SHORT EXERCISE>
In the material below, swap "ground covered in grass" for "grassy ground" everywhere it appears and keep the rest unchanged. Leave the pictures out of your answer.

* * * *

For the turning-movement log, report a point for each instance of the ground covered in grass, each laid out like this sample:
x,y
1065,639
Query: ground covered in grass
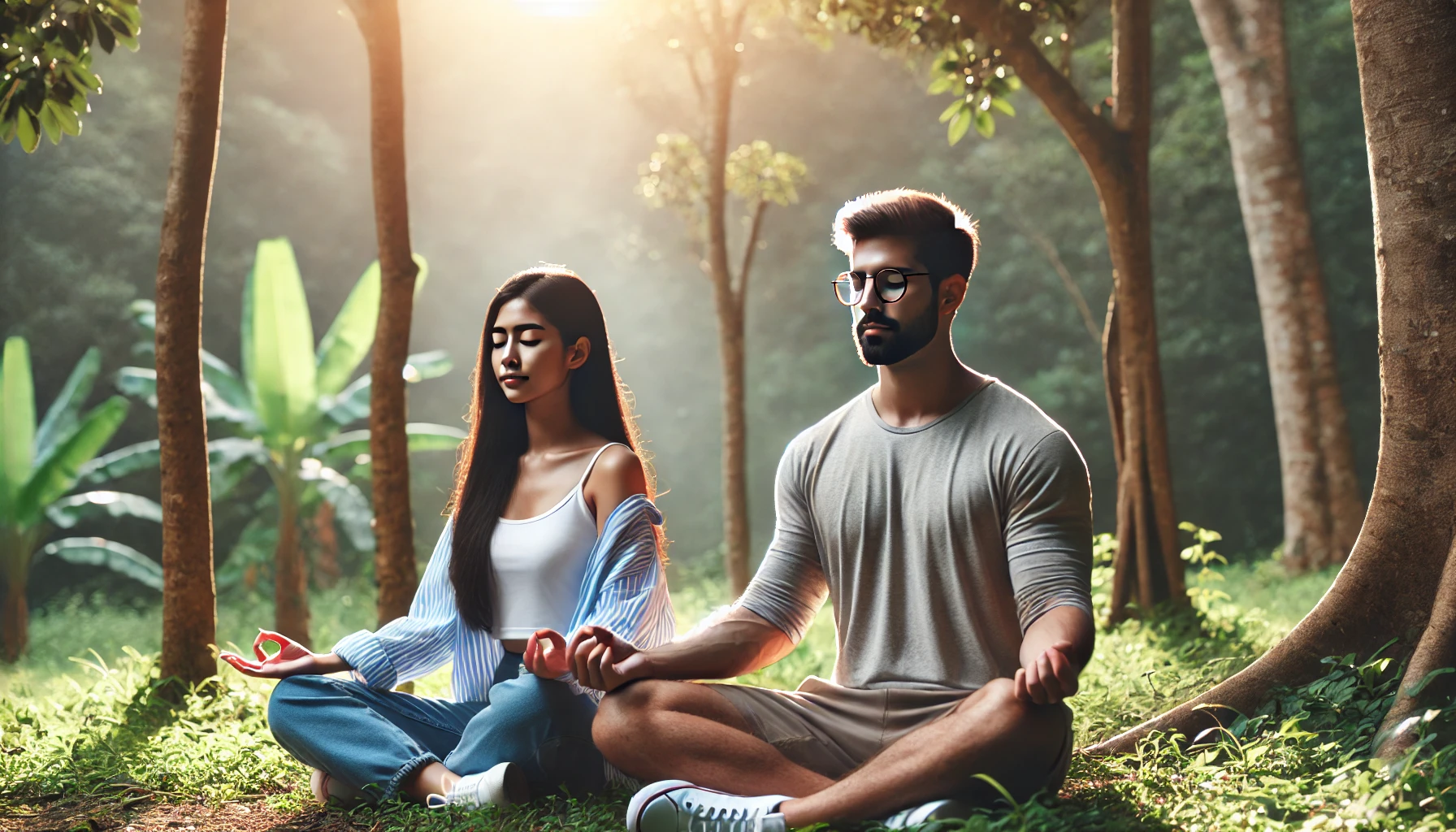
x,y
84,745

* * * *

THE COMPLETED TASK>
For the turning-movement log, report a point for each instance of the grassy ground, each laid out like this sample:
x,y
1065,639
Query: grassy ground
x,y
84,745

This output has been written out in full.